### Written task
Copy out exactly every line from the line containing "Indicate the dirt" until the records below end, inclusive of both boundary lines.

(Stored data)
--- START ---

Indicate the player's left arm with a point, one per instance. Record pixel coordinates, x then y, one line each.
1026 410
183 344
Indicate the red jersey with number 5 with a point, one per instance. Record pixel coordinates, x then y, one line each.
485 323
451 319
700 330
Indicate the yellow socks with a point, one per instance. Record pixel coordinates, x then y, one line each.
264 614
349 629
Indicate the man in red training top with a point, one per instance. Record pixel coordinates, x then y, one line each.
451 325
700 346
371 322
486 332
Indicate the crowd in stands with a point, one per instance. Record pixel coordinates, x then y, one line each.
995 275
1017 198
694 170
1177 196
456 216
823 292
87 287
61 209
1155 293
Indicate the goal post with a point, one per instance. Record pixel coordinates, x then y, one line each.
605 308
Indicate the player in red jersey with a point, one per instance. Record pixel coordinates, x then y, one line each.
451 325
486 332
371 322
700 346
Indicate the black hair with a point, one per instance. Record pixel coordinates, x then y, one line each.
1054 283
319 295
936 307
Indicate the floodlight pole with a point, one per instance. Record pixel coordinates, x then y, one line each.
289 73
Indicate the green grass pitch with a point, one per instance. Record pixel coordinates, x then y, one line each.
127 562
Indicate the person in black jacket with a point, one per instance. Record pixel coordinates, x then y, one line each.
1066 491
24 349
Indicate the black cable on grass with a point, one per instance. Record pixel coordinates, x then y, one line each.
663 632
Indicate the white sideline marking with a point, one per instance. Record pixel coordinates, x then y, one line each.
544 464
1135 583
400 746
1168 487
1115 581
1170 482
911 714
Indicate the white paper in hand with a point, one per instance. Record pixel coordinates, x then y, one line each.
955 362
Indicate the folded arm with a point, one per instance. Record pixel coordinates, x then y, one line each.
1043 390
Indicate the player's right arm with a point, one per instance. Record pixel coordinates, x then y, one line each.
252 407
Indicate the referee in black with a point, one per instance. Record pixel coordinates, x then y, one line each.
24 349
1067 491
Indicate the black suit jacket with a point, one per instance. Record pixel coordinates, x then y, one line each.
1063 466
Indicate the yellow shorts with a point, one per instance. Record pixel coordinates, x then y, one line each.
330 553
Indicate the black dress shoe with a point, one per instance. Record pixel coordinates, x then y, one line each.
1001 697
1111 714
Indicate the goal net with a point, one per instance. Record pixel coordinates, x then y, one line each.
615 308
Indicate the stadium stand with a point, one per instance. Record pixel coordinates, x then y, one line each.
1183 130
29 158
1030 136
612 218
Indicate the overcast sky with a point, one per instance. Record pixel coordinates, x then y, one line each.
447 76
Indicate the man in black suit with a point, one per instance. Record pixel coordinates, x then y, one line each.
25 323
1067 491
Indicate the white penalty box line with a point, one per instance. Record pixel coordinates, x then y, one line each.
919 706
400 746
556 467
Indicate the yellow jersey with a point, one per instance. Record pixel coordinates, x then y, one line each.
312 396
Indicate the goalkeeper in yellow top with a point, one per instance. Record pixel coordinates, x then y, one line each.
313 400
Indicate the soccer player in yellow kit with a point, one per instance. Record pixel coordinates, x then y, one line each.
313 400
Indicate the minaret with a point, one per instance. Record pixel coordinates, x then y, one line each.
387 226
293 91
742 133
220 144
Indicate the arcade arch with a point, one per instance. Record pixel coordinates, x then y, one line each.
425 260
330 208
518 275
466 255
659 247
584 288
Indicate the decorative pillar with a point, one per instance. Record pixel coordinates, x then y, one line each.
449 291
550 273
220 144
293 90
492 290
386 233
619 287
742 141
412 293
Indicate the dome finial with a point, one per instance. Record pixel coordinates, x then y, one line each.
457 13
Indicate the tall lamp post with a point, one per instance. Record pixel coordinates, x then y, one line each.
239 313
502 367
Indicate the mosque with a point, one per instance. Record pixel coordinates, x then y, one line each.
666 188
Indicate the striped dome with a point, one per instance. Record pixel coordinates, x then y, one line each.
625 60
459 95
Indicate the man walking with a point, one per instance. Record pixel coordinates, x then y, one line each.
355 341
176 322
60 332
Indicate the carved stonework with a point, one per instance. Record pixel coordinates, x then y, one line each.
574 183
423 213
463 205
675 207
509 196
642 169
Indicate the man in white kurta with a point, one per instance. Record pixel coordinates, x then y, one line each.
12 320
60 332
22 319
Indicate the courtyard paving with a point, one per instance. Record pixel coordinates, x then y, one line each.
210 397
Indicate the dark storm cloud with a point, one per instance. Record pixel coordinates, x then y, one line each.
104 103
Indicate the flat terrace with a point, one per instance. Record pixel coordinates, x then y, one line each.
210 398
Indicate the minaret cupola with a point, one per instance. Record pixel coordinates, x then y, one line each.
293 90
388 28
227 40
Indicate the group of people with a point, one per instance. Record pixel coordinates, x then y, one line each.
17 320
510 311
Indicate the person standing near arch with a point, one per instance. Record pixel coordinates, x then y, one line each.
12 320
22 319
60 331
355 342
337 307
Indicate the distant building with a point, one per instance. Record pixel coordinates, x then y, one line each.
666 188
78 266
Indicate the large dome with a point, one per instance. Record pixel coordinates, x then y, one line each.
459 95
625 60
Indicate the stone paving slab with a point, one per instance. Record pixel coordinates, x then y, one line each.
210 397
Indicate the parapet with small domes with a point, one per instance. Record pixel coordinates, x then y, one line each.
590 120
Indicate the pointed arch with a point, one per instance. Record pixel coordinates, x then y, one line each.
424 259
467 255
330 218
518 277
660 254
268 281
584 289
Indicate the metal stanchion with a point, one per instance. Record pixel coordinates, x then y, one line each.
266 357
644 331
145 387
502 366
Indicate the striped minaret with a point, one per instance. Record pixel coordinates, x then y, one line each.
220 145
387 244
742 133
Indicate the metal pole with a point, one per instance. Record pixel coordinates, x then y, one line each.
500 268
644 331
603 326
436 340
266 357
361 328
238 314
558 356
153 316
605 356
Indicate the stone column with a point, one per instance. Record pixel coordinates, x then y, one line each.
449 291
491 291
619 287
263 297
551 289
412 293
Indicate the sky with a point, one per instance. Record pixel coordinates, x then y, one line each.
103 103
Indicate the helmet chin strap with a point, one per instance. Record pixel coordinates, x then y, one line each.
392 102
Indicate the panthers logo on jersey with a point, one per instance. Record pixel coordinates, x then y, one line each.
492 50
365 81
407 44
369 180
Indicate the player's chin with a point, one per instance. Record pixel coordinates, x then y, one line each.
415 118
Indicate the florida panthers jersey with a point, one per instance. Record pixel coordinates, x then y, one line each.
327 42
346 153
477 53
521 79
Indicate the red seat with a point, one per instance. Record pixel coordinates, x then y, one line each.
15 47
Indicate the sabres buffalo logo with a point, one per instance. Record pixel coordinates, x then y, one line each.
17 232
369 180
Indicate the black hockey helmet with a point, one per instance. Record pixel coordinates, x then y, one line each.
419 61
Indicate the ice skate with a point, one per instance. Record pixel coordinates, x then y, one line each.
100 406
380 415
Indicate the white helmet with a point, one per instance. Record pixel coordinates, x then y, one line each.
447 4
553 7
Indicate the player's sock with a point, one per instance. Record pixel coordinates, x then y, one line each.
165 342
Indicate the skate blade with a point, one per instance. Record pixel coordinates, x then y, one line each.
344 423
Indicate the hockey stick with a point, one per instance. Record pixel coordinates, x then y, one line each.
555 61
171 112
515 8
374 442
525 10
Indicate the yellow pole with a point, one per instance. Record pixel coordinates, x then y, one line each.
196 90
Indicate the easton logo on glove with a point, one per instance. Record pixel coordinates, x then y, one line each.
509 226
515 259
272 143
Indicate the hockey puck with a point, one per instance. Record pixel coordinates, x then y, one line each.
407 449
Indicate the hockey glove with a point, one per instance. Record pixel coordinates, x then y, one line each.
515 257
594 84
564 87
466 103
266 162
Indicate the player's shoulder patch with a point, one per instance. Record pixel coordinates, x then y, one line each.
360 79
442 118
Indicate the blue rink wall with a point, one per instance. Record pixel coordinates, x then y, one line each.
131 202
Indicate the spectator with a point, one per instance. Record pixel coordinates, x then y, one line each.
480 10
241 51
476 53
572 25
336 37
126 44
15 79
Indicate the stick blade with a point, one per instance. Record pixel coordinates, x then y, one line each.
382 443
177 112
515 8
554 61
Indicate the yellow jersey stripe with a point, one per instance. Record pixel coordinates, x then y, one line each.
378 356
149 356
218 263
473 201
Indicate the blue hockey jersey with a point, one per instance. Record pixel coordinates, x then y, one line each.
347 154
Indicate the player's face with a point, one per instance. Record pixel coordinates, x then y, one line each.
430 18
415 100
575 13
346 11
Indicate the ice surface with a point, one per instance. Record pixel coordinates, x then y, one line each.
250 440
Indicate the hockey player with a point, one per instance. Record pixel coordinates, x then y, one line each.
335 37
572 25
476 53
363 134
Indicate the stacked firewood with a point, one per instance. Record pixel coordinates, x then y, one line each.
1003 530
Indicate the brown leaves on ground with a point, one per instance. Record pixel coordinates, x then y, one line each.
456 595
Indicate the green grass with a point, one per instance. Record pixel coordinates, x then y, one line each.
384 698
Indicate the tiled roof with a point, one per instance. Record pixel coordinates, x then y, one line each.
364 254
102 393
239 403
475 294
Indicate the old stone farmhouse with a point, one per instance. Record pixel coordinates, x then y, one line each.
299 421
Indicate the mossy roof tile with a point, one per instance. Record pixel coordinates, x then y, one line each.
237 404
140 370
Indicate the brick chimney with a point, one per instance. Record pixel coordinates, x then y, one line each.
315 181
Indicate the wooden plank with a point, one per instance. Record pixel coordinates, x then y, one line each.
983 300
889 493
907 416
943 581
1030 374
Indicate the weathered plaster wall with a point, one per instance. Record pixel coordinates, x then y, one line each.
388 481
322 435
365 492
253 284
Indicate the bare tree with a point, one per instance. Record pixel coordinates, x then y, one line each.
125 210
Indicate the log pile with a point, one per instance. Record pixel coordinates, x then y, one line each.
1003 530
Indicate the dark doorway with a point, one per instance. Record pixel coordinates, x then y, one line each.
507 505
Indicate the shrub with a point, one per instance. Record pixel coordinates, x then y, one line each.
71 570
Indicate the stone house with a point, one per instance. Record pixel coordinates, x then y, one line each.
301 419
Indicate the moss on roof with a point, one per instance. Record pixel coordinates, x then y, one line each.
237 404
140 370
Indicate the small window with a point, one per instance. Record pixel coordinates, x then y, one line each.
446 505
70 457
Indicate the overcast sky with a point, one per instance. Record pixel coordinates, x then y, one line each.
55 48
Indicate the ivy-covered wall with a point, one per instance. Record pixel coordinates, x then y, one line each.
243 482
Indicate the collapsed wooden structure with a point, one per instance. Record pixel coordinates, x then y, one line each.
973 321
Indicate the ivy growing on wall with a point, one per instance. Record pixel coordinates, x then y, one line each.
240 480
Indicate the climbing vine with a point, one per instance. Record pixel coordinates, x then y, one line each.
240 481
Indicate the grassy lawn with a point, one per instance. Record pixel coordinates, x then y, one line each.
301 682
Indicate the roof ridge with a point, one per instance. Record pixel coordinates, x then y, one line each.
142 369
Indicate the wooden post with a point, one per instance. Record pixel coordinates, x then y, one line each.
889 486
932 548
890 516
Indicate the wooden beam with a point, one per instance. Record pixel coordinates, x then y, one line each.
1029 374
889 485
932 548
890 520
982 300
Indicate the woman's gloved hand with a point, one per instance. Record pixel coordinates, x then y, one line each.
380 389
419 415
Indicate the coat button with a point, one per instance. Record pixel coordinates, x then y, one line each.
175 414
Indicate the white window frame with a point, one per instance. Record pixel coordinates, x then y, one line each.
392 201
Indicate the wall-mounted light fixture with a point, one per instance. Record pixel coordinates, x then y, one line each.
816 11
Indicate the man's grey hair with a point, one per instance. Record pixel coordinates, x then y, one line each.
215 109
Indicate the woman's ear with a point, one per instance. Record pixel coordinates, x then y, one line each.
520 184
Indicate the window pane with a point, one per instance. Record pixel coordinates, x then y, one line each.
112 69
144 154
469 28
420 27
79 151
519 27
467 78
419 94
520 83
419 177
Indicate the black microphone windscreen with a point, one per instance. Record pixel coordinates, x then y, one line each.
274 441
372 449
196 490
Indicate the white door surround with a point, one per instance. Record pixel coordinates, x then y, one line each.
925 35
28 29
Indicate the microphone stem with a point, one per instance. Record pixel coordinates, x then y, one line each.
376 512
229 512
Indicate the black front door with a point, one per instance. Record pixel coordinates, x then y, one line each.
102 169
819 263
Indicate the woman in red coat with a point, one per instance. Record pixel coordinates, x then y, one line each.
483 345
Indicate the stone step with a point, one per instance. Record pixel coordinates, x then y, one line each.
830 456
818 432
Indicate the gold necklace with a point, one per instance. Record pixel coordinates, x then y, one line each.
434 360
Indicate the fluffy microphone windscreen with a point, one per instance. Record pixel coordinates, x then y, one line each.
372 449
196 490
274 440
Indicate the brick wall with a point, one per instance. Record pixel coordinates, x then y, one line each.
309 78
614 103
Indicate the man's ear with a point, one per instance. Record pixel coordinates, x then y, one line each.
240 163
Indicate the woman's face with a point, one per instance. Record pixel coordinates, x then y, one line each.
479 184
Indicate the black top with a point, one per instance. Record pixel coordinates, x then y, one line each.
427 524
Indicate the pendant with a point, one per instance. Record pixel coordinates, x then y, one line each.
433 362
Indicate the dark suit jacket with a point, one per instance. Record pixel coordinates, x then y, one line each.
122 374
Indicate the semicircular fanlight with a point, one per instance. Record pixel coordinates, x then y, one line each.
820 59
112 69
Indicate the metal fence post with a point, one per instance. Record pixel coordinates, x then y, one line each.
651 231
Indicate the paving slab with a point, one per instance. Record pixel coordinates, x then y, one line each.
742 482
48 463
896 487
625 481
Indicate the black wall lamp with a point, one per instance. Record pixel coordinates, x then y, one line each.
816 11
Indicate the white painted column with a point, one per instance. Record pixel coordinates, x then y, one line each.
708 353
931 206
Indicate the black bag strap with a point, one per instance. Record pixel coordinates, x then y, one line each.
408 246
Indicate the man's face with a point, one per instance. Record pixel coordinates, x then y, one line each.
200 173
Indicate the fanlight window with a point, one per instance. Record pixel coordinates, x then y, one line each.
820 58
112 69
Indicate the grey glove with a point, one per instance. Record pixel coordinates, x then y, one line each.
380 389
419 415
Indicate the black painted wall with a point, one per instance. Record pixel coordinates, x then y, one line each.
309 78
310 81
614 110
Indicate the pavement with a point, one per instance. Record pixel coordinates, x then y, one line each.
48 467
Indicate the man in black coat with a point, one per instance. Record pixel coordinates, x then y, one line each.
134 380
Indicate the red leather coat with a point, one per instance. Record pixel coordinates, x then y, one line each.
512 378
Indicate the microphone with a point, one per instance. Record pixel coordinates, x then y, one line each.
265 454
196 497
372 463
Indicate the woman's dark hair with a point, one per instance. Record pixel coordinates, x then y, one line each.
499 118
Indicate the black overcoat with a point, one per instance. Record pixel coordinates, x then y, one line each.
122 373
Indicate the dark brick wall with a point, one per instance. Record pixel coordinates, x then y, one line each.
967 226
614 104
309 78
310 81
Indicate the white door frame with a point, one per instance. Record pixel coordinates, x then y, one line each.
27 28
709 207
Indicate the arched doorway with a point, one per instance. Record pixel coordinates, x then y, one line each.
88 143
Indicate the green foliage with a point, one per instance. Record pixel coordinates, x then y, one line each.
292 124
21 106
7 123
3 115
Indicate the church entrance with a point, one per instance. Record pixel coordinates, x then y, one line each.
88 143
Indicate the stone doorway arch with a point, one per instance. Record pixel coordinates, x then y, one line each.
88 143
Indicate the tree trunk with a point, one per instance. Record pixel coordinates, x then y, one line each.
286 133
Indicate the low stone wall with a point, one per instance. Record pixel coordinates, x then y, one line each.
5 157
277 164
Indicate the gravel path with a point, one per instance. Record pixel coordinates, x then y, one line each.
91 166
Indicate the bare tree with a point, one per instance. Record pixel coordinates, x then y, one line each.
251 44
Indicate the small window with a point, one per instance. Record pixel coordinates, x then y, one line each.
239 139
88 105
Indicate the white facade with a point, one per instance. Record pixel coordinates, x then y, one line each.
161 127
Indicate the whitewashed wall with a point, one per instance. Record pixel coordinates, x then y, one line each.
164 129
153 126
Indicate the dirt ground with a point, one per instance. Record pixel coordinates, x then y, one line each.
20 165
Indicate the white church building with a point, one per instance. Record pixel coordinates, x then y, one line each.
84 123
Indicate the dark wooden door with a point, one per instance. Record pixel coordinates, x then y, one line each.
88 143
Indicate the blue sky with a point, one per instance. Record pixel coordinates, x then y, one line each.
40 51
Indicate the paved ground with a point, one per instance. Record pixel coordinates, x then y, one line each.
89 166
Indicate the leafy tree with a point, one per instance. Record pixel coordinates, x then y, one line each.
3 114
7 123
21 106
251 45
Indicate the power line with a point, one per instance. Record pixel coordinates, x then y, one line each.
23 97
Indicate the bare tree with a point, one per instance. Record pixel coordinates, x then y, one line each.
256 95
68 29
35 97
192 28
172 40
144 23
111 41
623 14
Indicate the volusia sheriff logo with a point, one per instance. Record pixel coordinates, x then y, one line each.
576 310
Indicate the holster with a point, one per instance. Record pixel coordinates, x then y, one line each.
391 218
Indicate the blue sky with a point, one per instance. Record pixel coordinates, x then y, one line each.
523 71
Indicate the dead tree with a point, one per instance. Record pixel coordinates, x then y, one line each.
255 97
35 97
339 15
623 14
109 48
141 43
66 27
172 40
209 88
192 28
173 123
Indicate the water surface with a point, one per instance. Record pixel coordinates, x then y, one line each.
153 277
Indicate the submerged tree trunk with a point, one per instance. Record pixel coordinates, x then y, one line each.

--- END ---

### Problem solution
Indicate the dirt ground with a point, one per instance. Record pixel coordinates, x then y, one line each.
20 165
Indicate the white church building with a point, one per instance. Record pixel coordinates, x then y, one line each.
84 123
Indicate the dark wooden door with a point, one per instance. Record pixel coordinates, x then y, one line each.
88 143
Indicate the blue sky with a point, one per instance. Record pixel coordinates, x then y, one line each.
40 51
Indicate the paved ground with a point, one per instance. Record pixel coordinates, x then y, one line each.
89 166
Indicate the leafy tree with a point, one per instance. Record pixel coordinates, x then y, one line each.
3 114
7 123
21 106
251 45
Indicate the power line with a point, one per instance. Record pixel coordinates, x then y, one line each.
23 97
Indicate the bare tree with a point, one per instance. Record pixel coordinates, x then y, one line each.
256 95
68 29
35 97
192 28
172 40
144 23
111 41
623 14
Indicate the volusia sheriff logo with a point, one per instance. Record pixel coordinates, x then y, one line each.
576 310
Indicate the holster with a point, one per instance. Record pixel coordinates, x then y, one line each.
391 218
Indicate the blue sky with a point, one per instance. Record pixel coordinates, x then y, one line each.
523 71
Indicate the dead tree with a point, one per instance. Record pixel coordinates, x then y, one line each.
255 97
35 97
339 15
623 14
109 48
141 43
66 27
172 40
209 88
192 28
173 123
Indicate the water surface with a point, one per instance. Record pixel coordinates, x then y, one line each.
153 277
Indicate the submerged tree trunk with a point, one per instance. Record pixel coordinates, x then y, one line each.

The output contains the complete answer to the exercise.